Skip to main content
fi-fhir docs

Philosophy: Profile-Driven Normalization

Core Concepts

This document explains the fundamental concepts behind fi-fhir's design and architecture.

Philosophy: Profile-Driven Normalization

The key insight behind fi-fhir is that the unit of scalability is the Source Profile, not "HL7v2 support".

In traditional healthcare integration:

  • You build a monolithic "HL7v2 parser"
  • Every feed requires code changes for edge cases
  • Tolerance rules are scattered across the codebase

In fi-fhir:

  • Each interface/feed gets its own Source Profile
  • Parsing behavior is driven by configuration
  • Adding a new feed means creating a new profile, not writing code

Parsing Pipeline

fi-fhir processes messages through a three-phase pipeline:

┌─────────────────────┐    ┌─────────────────────┐    ┌─────────────────────┐
│ Phase 1             │    │ Phase 2             │    │ Phase 3             │
│ Byte Normalization  │───>│ Syntactic Parsing   │───>│ Semantic Extraction │
└─────────────────────┘    └─────────────────────┘    └─────────────────────┘
        │                          │                          │
        v                          v                          v
  Raw bytes               Parsed segments           Canonical events
  (UTF-8, line           (fields, components,      (patient_admit,
   endings, BOM)          escape sequences)         lab_result, etc.)

Phase 1: Byte Normalization

Input: Raw bytes from source system Output: Normalized UTF-8 string

Operations:

  • BOM (Byte Order Mark) detection and handling
  • Character encoding conversion (ISO-8859-1 → UTF-8)
  • Line ending normalization (CRLF/CR → LF)
  • Trailing whitespace handling

Configuration (in Source Profile):

encoding:
  charset: UTF-8
  lineEnding: auto
  bomHandling: strip

Phase 2: Syntactic Parsing

Input: Normalized string Output: Parsed message structure

Operations:

  • Field separator extraction from MSH.1
  • Encoding characters from MSH.2
  • Segment splitting
  • Field/component/subcomponent splitting
  • Escape sequence handling (\H\, \N\, \.br\)

Configuration:

syntax:
  hl7Version: '2.5'
  fieldSeparator: '|'
  encodingChars: "^~\\&"

§ To do: Continue the fi-fhir core concepts document, starting right after its last line.

§ Data shown:
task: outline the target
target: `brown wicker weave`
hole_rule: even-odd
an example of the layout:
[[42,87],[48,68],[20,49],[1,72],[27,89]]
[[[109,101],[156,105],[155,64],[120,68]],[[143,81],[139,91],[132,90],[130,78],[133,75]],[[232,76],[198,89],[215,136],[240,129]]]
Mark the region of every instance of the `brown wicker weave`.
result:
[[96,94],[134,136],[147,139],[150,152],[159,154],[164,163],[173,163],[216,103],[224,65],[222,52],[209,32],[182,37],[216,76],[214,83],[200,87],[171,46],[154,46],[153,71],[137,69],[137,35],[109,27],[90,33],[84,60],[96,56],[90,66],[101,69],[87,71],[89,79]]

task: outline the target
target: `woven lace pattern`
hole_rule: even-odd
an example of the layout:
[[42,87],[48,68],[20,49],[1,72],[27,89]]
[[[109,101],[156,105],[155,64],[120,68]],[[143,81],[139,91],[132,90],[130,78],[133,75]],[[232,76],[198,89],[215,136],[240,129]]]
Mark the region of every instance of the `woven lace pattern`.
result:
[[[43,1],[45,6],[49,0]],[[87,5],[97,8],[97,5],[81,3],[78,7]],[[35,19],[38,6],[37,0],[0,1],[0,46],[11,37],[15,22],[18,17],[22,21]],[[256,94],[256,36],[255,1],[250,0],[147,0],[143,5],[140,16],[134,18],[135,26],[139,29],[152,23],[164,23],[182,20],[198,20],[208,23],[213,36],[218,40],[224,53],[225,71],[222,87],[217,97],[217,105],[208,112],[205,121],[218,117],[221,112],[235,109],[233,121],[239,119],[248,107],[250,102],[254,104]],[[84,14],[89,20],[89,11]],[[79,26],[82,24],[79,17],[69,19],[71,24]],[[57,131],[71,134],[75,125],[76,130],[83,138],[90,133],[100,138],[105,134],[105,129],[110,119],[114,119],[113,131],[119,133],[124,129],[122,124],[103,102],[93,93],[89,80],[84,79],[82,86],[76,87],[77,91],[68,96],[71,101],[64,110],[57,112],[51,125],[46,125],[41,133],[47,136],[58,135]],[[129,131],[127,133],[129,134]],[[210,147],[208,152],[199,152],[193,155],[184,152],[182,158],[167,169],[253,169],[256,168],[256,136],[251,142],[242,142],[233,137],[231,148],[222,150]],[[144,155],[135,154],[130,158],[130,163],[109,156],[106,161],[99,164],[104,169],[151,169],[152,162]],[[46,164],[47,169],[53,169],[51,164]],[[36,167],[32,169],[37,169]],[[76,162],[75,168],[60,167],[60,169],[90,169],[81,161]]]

§ Exercise answer:
  strictMode: false

Phase 3: Semantic Extraction

Input: Parsed message structure Output: Canonical semantic events

Operations:

  • Message type classification (ADT^A01 → patient_admit)
  • Identifier extraction (MRN, SSN, NPI)
  • Field mapping to canonical model
  • Terminology normalization

Configuration:

semantics:
  messageTypes: [ADT, ORU]
  patientIdentifiers:
    - source_field: PID.3.1
      assigning_authority: EPIC
      identifier_type: MRN

Canonical Event Model

All input formats map to a common set of semantic events. This decouples:

  • Input parsing from business logic
  • Workflow routing from format specifics
  • FHIR generation from source systems

Event Types

CategoryEvent Types
Patientpatient_admit, patient_discharge, patient_transfer, patient_update, patient_merge
Schedulingappointment_scheduled, appointment_cancelled, appointment_rescheduled, appointment_noshow, appointment_checked_in
Lab/Clinicallab_result, lab_ordered, lab_cancelled, vital_sign, condition, procedure, immunization
Claimsclaim_submitted, claim_adjudicated, prior_auth_request, prior_auth_response
Documentsdocument, document_addendum, document_replacement, document_status_change
Financialfinancial_transaction

Event Structure

Every event includes:

{
  "meta": {
    "id": "evt_unique_id",
    "type": "patient_admit",
    "source": "epic_adt",
    "format": "HL7v2",
    "timestamp": "2024-01-15T12:00:00Z",
    "source_message_id": "MSG12345",
    "parse_warnings": []
  }
  // Event-specific fields...
}

Source Profiles

A Source Profile defines parsing behavior for a specific data feed.

Why Profiles?

Consider two hospital systems sending ADT messages:

Hospital A (Epic):

  • Uses ^ as component separator
  • MRN in PID.3.1 with assigning authority "EPIC"
  • Missing NK1 (next of kin) segments are normal

Hospital B (Cerner):

  • Uses ^ as component separator (same)
  • MRN in PID.3.1 with assigning authority "CERN"
  • NK1 segments are always present

Same message type, different behaviors. Profiles let you configure each independently.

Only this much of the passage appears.